==== PROVIDED ENTRIES

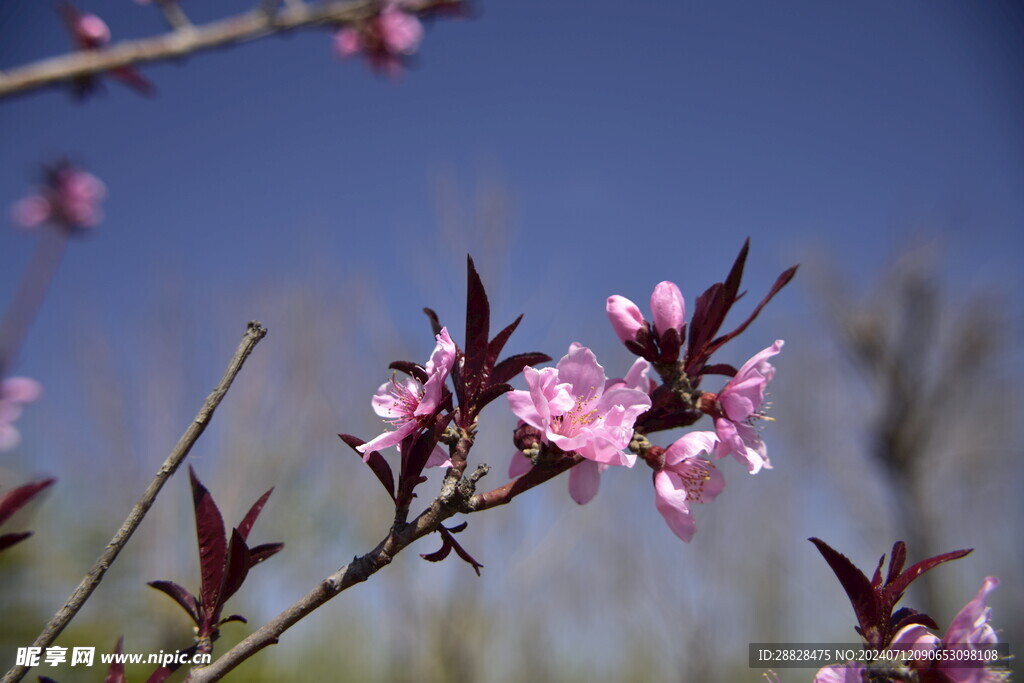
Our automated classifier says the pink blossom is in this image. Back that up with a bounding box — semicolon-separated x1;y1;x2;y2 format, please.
75;13;111;46
891;577;1005;682
606;295;644;342
357;328;456;457
334;3;424;75
508;343;651;476
650;280;685;336
710;340;783;474
653;431;724;542
816;578;1006;683
0;377;43;451
11;165;106;232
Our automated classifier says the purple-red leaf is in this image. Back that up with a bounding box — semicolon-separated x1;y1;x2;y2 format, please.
339;434;395;501
189;466;227;622
476;383;513;411
248;542;285;567
219;613;248;625
442;526;484;576
492;353;551;385
701;265;797;362
658;327;682;363
486;314;523;369
0;478;55;525
463;255;491;392
420;538;453;563
423;307;443;336
0;531;32;552
147;580;200;626
104;636;126;683
388;360;428;384
809;537;882;644
885;541;907;587
221;528;251;604
237;488;274;543
884;547;972;607
701;363;738;377
890;607;939;634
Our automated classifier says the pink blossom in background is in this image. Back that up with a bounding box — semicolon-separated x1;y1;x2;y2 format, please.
11;165;106;232
653;431;724;542
334;3;424;75
710;339;783;474
0;377;43;451
812;662;865;683
75;13;111;46
507;345;651;504
357;327;456;456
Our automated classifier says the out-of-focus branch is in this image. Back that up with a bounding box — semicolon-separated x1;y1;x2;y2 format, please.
0;0;462;100
0;231;67;379
2;322;268;683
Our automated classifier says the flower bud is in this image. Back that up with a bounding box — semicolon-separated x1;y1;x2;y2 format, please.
606;295;644;342
650;281;685;336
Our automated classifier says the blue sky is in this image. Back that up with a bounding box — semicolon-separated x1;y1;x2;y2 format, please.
1;1;1022;675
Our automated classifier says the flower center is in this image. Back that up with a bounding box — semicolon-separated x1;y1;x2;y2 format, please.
554;389;599;435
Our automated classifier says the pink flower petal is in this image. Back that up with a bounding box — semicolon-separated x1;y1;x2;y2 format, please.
508;450;532;478
653;470;698;542
568;459;601;505
664;431;719;467
1;377;43;404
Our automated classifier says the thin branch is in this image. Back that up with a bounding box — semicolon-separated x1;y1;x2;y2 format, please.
187;453;579;682
2;321;268;683
0;0;463;100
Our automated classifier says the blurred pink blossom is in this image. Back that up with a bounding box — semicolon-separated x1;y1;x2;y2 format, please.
708;340;783;474
75;13;111;46
357;328;456;456
11;165;106;232
334;3;424;75
0;377;43;451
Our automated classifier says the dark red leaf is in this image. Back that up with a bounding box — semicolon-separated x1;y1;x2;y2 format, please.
0;531;32;552
475;383;512;411
0;478;55;525
701;363;737;377
39;678;59;683
890;607;939;634
388;360;428;384
220;528;251;604
486;314;523;369
446;521;468;533
492;353;551;385
339;434;395;501
248;542;284;567
219;614;248;625
423;307;443;336
463;255;491;392
420;537;453;563
885;541;907;587
700;265;797;363
809;537;883;645
871;552;886;589
884;547;972;607
237;488;273;543
442;526;484;576
104;635;126;683
147;580;200;626
189;466;227;622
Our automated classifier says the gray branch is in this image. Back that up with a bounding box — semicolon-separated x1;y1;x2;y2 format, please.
2;321;268;683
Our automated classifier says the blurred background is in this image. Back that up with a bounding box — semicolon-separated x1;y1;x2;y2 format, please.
1;1;1022;680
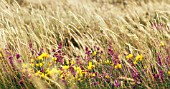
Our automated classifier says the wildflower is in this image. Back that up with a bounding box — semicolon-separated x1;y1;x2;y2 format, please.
37;53;50;60
52;57;57;61
168;71;170;75
133;61;137;65
135;54;143;61
115;64;122;69
160;41;165;47
126;54;133;59
31;63;34;67
157;53;162;66
39;63;43;67
114;79;121;87
35;71;42;76
77;78;82;82
36;63;39;67
105;75;110;79
22;63;28;68
70;60;75;65
31;59;34;62
22;69;26;73
143;65;147;69
0;53;2;58
16;54;20;59
66;60;70;65
92;51;97;56
92;73;96;77
87;62;95;70
62;65;70;70
104;59;111;64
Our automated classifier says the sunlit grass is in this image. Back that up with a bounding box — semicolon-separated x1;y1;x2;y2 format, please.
0;0;170;88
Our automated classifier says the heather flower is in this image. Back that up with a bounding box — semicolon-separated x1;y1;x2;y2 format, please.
114;79;120;87
158;70;164;81
58;42;62;49
18;78;24;85
16;54;20;59
157;53;162;66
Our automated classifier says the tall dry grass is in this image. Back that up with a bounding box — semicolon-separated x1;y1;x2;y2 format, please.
0;0;170;88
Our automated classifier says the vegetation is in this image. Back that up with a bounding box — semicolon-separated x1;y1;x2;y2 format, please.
0;0;170;88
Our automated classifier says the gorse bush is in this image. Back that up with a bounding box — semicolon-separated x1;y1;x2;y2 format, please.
0;0;170;89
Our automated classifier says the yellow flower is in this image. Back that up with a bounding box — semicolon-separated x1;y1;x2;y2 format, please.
31;59;34;62
160;41;165;47
71;61;75;65
92;51;97;56
87;62;95;70
77;78;82;82
22;63;28;68
39;63;43;67
115;64;122;69
92;73;96;77
35;71;42;76
37;53;50;60
56;70;62;74
104;59;111;64
47;62;52;67
66;60;69;65
105;75;110;79
0;53;2;58
41;73;46;77
135;54;143;61
31;63;34;67
144;65;147;69
133;61;137;65
62;65;70;70
22;69;26;73
126;54;133;59
168;71;170;75
36;63;39;67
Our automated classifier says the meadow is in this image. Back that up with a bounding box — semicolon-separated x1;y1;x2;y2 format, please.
0;0;170;89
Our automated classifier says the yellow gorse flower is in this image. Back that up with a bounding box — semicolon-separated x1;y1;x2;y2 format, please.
160;41;165;47
87;62;95;70
92;51;97;56
62;65;70;70
114;64;122;69
126;54;133;59
105;75;110;79
135;54;143;61
92;73;96;77
133;61;137;65
31;59;34;62
168;71;170;75
37;53;50;60
104;59;111;64
0;53;2;58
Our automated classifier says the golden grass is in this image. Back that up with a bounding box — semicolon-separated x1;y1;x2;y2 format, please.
0;0;170;88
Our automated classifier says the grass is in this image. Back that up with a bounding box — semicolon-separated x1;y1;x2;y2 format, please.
0;0;170;88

========

## EXERCISE BRIEF
Reproduce the material above in full, exactly, with no images.

## SOLUTION TO THIS TASK
Our automated classifier says the pink blossom is in this image. Back that up with a bounding box — semicolon-separated x1;y1;x2;y2 format, please.
75;13;111;46
891;577;1005;682
606;295;644;342
357;328;456;457
334;3;424;75
508;343;651;476
650;280;685;336
710;340;783;474
653;431;724;542
816;578;1006;683
0;377;43;451
11;165;106;232
Our automated classifier says the purple-red leaf is in this image. Back that up with a bounding box — semicolon-separated x1;y1;x2;y2 format, please.
339;434;395;501
189;466;227;622
476;383;513;411
248;542;285;567
219;613;248;625
442;526;484;576
492;353;551;385
701;265;797;362
658;327;682;363
486;314;523;369
0;478;55;525
463;255;491;392
420;538;453;563
423;307;443;336
0;531;32;552
147;580;200;626
104;636;126;683
388;360;428;384
809;537;882;644
885;541;907;587
221;528;251;604
237;488;274;543
884;547;972;607
701;363;738;377
890;607;939;634
Our automated classifier says the pink blossom in background is in this image. Back that up with a bounding box — semicolon-separated x1;y1;x2;y2 format, please.
11;165;106;232
653;431;724;542
334;3;424;75
710;339;783;474
0;377;43;451
812;662;865;683
75;13;111;46
507;345;651;504
357;327;456;456
Our automated classifier says the out-of-focus branch is in this image. Back that up with a bounding box — semicolon-separated x1;y1;x2;y2 format, please.
0;0;462;100
0;231;67;379
2;322;268;683
Our automated classifier says the flower bud is in this image. Back that up with a bounding box — semicolon-separated x1;y1;x2;y2 format, please.
606;295;644;342
650;281;685;336
Our automated classifier says the blue sky is in this image. Back that up with a bounding box — semicolon-separated x1;y1;x2;y2 format, please.
1;1;1022;675
Our automated classifier says the flower center is in this image. Back that up with a bounding box — semicolon-separated x1;y1;x2;y2 format, please.
554;389;599;435
Our automated classifier says the pink flower petal is in this image. Back that up with a bounding box — semicolon-separated x1;y1;x2;y2 format, please.
508;450;532;478
653;470;698;542
568;459;601;505
664;431;719;467
1;377;43;404
Our automated classifier says the thin branch is in this image. Back that up with a bounding box — semicolon-separated x1;y1;x2;y2 format, please.
187;453;579;682
2;321;268;683
0;0;463;100
Our automated classifier says the blurred pink blossom is in this image. Back that up with a bounding box — semicolon-separated x1;y1;x2;y2 format, please.
708;340;783;474
75;13;111;46
357;328;456;456
11;165;106;232
334;3;424;75
0;377;43;451
Our automated classifier says the dark red leaf is in this image. Back that up with a bounding box — semicolon-separated x1;y1;x2;y2 format, please.
0;531;32;552
475;383;512;411
0;478;55;525
701;363;737;377
39;678;59;683
890;607;939;634
388;360;428;384
220;528;251;604
486;314;523;369
446;521;468;533
492;353;551;385
339;434;395;501
248;542;284;567
219;614;248;625
423;307;443;336
463;255;491;392
420;537;453;563
885;541;907;587
700;265;797;363
809;537;883;645
871;552;886;589
884;547;972;607
237;488;273;543
442;526;484;576
104;635;126;683
147;580;200;626
189;466;227;622
Our automated classifier says the gray branch is in this image. Back that up with a bounding box — semicolon-separated x1;y1;x2;y2 format, please.
2;321;268;683
Our automated classifier says the blurred background is in this image. Back that up with a bounding box — semicolon-separated x1;y1;x2;y2 format, please.
1;1;1022;680
Our automated classifier says the wildflower is in this image. Back that up with a bounding box — semicolon-separated x1;y1;x2;y2 format, please.
37;53;50;60
52;57;57;61
168;71;170;75
133;61;137;65
135;54;143;61
115;64;122;69
160;41;165;47
126;54;133;59
31;63;34;67
157;53;162;66
39;63;43;67
114;79;121;87
35;71;42;76
77;78;82;82
36;63;39;67
105;75;110;79
22;63;28;68
70;60;75;65
31;59;34;62
22;69;26;73
143;65;147;69
0;53;2;58
16;54;20;59
66;60;70;65
92;51;97;56
92;73;96;77
87;62;95;70
62;65;70;70
104;59;111;64
Our automated classifier says the sunlit grass is in this image. Back that up with a bounding box — semicolon-separated x1;y1;x2;y2 format, please.
0;0;170;88
Our automated classifier says the heather flower is in this image. Back that up with a bounding box — semicolon-separated x1;y1;x2;y2 format, please.
114;79;120;87
158;70;164;81
58;42;62;49
18;78;24;85
16;54;20;59
157;53;162;66
Our automated classifier says the tall dry grass is in this image. Back that up with a bounding box — semicolon-separated x1;y1;x2;y2 format, please.
0;0;170;88
Our automated classifier says the vegetation is in this image. Back that up with a bounding box — semicolon-separated x1;y1;x2;y2 format, please.
0;0;170;88
Our automated classifier says the gorse bush is in this image. Back that up with a bounding box — semicolon-separated x1;y1;x2;y2 format, please.
0;0;170;89
Our automated classifier says the yellow flower is in this image. Back that up with a bounding box — semicolon-separated x1;y1;x2;y2 format, please.
31;59;34;62
160;41;165;47
71;61;75;65
92;51;97;56
87;62;95;70
77;78;82;82
22;63;28;68
39;63;43;67
115;64;122;69
92;73;96;77
35;71;42;76
37;53;50;60
56;70;62;74
104;59;111;64
47;62;52;67
66;60;69;65
105;75;110;79
0;53;2;58
41;73;46;77
135;54;143;61
31;63;34;67
144;65;147;69
133;61;137;65
62;65;70;70
22;69;26;73
126;54;133;59
168;71;170;75
36;63;39;67
Our automated classifier says the meadow is in this image. Back that up with a bounding box — semicolon-separated x1;y1;x2;y2 format, please.
0;0;170;89
Our automated classifier says the yellow gorse flower is in this image. Back that up with a bounding box — semicolon-separated x1;y1;x2;y2 format, please.
160;41;165;47
87;62;95;70
92;51;97;56
62;65;70;70
114;64;122;69
126;54;133;59
105;75;110;79
135;54;143;61
92;73;96;77
133;61;137;65
31;59;34;62
168;71;170;75
37;53;50;60
104;59;111;64
0;53;2;58
Our automated classifier says the golden grass is in this image. Back that up with a bounding box — semicolon-separated x1;y1;x2;y2 format, please.
0;0;170;88
Our automated classifier says the grass is in this image. Back that up with a bounding box — semicolon-separated x1;y1;x2;y2 format, please.
0;0;170;88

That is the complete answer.